▶ [EXTRACTED MATERIAL]
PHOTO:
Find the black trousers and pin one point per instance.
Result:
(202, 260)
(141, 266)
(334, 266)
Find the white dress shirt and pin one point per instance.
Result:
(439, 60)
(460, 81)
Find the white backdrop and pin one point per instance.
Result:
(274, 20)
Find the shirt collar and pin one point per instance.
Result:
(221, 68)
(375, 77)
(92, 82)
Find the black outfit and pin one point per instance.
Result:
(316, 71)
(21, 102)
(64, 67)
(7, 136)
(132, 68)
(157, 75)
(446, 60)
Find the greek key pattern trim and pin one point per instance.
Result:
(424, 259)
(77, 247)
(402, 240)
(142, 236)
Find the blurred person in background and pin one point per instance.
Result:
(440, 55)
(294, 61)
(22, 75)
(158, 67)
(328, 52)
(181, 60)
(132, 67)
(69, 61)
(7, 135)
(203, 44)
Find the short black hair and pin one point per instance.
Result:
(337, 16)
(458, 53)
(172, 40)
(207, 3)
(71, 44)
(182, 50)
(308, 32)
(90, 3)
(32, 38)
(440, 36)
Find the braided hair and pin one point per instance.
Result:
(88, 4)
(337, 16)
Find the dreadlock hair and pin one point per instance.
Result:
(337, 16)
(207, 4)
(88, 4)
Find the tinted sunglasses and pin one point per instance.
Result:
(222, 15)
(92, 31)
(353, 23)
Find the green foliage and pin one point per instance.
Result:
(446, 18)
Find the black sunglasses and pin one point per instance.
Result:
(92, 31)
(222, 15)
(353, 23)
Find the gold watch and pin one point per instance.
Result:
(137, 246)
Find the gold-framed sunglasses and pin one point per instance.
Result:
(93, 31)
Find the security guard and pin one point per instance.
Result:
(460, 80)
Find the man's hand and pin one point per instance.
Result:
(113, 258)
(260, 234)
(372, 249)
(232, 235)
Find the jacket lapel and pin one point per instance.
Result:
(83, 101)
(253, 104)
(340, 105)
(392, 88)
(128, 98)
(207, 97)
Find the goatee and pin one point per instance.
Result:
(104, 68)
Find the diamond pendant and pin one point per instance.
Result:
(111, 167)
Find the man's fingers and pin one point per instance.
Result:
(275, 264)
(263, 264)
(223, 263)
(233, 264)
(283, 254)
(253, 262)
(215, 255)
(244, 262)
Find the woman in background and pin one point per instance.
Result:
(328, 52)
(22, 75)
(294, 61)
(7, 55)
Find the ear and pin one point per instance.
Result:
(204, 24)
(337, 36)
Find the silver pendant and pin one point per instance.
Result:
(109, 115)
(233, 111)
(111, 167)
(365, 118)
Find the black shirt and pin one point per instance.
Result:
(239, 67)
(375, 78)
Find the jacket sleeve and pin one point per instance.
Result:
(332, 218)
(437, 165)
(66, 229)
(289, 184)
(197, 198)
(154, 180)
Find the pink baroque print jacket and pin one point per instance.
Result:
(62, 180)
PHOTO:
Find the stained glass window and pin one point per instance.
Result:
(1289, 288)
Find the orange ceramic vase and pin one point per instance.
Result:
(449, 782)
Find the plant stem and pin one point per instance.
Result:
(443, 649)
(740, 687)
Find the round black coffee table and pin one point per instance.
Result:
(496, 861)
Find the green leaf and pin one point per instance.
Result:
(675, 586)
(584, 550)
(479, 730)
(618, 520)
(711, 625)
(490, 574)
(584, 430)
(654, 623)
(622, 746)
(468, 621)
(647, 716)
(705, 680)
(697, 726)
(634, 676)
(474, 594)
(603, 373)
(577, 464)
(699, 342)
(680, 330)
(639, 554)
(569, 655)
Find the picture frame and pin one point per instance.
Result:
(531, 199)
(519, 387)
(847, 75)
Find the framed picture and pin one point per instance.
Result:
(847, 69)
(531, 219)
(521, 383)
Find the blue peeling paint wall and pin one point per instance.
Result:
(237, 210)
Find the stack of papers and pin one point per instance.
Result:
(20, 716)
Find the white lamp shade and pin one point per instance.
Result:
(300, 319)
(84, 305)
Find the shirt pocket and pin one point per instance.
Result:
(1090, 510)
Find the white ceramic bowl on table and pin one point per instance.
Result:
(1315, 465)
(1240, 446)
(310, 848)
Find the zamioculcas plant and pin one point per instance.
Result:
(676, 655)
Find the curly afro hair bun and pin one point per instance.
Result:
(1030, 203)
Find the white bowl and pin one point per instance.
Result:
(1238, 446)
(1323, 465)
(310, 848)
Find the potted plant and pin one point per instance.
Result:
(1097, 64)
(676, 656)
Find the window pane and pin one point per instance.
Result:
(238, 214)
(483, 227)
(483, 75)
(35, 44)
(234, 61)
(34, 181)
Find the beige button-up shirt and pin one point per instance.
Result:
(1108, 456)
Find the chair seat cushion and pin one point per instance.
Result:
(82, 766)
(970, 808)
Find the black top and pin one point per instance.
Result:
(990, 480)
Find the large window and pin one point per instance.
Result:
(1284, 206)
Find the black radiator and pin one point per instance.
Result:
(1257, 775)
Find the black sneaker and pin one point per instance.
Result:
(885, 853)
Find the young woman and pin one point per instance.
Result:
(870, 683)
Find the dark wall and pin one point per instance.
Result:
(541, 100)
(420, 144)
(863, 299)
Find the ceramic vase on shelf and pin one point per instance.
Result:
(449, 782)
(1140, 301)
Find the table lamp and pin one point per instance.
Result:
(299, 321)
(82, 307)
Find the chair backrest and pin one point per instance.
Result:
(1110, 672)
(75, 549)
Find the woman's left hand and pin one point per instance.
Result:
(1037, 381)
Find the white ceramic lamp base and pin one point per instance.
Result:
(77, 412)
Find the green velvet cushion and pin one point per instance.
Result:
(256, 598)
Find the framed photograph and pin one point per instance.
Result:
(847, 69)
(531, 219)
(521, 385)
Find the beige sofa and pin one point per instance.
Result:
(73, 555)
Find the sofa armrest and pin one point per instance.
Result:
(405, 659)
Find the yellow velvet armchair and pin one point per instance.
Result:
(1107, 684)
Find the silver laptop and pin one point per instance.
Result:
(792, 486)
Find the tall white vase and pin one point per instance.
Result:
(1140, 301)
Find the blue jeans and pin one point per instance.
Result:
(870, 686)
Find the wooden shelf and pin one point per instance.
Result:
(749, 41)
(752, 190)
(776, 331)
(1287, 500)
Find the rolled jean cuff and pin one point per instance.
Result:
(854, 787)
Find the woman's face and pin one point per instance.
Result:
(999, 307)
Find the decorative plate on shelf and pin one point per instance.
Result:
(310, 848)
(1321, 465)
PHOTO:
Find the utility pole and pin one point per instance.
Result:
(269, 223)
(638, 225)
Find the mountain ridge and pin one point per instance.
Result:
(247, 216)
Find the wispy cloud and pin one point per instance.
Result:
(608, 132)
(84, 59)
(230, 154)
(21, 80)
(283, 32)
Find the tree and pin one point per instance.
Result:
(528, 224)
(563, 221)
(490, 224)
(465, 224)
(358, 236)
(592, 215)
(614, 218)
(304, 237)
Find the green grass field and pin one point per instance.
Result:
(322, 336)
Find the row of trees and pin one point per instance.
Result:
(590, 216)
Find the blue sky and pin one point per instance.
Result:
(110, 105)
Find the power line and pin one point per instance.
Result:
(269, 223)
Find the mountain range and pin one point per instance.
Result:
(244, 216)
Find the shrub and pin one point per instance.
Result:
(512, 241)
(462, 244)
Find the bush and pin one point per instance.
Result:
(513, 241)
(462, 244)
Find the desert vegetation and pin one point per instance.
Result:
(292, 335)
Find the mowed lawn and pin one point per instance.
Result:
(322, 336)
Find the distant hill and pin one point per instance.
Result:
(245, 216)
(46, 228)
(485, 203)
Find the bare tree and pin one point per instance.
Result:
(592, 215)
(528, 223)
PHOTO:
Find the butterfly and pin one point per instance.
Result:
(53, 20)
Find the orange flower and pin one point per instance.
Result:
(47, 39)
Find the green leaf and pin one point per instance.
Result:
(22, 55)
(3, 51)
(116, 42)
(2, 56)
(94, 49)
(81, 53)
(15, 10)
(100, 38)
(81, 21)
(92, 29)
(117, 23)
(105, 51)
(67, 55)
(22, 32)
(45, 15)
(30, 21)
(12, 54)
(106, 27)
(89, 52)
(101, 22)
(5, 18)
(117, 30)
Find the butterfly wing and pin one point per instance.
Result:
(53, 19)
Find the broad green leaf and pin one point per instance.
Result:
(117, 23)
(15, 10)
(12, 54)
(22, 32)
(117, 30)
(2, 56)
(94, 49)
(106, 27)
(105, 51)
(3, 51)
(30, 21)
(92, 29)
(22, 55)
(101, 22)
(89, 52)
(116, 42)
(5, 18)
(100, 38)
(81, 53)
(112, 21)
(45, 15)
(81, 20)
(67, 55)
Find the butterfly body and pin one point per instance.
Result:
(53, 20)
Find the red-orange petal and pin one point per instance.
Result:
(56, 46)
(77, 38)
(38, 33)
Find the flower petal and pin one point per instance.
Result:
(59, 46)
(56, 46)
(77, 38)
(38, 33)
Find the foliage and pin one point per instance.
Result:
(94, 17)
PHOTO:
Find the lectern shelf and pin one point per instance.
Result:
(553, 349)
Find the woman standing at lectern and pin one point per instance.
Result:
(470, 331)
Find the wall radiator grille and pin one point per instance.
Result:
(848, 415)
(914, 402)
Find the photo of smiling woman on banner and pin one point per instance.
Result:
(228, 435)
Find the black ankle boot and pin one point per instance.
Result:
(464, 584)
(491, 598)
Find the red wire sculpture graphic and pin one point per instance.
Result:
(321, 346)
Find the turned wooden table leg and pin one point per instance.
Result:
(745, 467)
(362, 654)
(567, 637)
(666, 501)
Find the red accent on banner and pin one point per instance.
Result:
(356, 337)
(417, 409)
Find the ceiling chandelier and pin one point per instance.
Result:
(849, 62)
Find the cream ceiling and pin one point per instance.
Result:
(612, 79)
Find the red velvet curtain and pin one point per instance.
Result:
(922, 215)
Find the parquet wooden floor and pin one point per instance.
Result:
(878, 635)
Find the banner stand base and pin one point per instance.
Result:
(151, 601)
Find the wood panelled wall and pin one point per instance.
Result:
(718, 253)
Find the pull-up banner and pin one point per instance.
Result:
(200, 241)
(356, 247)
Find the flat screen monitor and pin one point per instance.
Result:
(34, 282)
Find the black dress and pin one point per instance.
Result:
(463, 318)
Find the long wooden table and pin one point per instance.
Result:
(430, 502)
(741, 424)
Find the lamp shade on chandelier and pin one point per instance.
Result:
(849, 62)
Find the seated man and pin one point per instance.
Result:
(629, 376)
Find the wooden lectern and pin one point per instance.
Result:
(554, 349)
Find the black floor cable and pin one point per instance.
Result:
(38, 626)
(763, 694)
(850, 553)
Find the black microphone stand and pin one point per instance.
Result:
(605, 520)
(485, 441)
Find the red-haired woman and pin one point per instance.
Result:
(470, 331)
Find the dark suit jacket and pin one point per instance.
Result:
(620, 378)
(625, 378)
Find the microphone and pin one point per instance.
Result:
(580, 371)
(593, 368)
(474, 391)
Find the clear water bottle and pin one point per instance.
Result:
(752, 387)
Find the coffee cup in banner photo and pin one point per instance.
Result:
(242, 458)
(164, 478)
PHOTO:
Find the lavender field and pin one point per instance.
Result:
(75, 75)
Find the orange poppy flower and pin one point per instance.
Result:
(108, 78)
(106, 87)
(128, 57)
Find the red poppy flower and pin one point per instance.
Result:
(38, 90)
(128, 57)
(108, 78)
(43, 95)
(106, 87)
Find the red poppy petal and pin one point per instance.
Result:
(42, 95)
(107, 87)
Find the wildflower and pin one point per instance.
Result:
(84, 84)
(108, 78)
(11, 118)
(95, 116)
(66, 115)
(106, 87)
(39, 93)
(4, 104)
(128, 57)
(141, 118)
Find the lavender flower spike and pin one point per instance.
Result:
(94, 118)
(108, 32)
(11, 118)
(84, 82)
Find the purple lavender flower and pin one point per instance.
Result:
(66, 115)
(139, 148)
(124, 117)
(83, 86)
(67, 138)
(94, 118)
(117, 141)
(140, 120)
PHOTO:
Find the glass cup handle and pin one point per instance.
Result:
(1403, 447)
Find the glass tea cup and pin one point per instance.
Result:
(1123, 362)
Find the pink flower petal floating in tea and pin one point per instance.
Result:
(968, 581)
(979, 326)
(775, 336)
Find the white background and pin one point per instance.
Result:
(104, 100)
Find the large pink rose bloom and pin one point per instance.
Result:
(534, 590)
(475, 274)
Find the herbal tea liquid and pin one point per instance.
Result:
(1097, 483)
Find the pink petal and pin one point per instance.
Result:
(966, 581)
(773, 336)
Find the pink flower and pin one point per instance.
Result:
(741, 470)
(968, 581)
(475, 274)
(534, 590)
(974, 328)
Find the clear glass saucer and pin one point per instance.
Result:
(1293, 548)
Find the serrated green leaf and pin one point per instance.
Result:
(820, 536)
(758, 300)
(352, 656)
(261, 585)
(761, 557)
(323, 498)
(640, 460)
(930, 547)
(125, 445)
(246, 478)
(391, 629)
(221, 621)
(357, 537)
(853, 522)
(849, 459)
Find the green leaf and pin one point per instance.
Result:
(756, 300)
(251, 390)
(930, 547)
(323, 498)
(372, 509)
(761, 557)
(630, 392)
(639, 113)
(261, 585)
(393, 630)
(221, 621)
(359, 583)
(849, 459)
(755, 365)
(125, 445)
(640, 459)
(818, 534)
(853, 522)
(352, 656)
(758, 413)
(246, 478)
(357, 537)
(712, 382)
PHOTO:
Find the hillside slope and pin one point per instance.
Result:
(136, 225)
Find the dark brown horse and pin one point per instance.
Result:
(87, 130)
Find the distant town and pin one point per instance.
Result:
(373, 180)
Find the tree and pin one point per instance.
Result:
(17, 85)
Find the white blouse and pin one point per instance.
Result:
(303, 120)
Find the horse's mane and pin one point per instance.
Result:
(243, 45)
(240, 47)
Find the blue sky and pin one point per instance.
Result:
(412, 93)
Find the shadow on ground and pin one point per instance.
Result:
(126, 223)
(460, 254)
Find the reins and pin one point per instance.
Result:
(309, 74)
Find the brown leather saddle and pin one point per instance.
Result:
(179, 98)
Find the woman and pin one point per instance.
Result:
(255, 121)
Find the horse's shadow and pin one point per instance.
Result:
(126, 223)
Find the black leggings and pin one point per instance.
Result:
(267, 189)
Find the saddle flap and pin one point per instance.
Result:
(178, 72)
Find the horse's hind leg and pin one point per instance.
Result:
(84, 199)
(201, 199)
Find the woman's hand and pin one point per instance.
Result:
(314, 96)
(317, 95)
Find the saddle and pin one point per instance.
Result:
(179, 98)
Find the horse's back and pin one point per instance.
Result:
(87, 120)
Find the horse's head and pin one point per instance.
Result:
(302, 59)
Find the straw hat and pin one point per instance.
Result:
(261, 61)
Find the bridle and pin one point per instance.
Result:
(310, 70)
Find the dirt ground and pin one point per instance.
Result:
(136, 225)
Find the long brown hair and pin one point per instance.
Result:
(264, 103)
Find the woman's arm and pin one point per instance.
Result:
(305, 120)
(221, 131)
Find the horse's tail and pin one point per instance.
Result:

▶ [WHAT THIS TASK INVOLVES] Turn the lines of the records between the ones holding "Find the dark wall" and "(1287, 500)", inclusive, into a Markdown table with the columns Row and Text. Number each line in Row, put the line itself in Text, and leave out any blank lines.

▶ [OUTPUT BELOW]
| Row | Text |
|---|---|
| 1 | Find the dark wall and pin one point per instance. |
| 2 | Result: |
| 3 | (541, 100) |
| 4 | (420, 144) |
| 5 | (863, 299) |
| 6 | Find the ceramic vase on shelf and pin one point per instance. |
| 7 | Result: |
| 8 | (449, 782) |
| 9 | (1140, 301) |
| 10 | Find the table lamp and pin one point per instance. |
| 11 | Result: |
| 12 | (299, 321) |
| 13 | (82, 307) |
| 14 | Find the chair backrest and pin one point per instance. |
| 15 | Result: |
| 16 | (1110, 672) |
| 17 | (75, 549) |
| 18 | Find the woman's left hand and pin one point per instance. |
| 19 | Result: |
| 20 | (1037, 381) |
| 21 | Find the white ceramic lamp base and pin one point per instance. |
| 22 | Result: |
| 23 | (77, 412) |
| 24 | Find the green velvet cushion and pin one point per instance. |
| 25 | Result: |
| 26 | (256, 598) |
| 27 | Find the framed photograph and pin one point per instance. |
| 28 | Result: |
| 29 | (847, 69) |
| 30 | (531, 219) |
| 31 | (521, 385) |
| 32 | Find the beige sofa and pin one point per instance. |
| 33 | Result: |
| 34 | (73, 555) |
| 35 | Find the sofa armrest and pin one point per instance. |
| 36 | Result: |
| 37 | (405, 659) |
| 38 | Find the yellow velvet armchair and pin one point per instance. |
| 39 | Result: |
| 40 | (1107, 684) |
| 41 | Find the silver laptop and pin one point per instance. |
| 42 | Result: |
| 43 | (792, 486) |
| 44 | Find the tall white vase and pin one point per instance. |
| 45 | Result: |
| 46 | (1140, 301) |
| 47 | Find the blue jeans and pin one point per instance. |
| 48 | Result: |
| 49 | (870, 686) |
| 50 | Find the wooden shelf and pin one point per instance. |
| 51 | Result: |
| 52 | (749, 41) |
| 53 | (752, 190) |
| 54 | (776, 331) |
| 55 | (1287, 500) |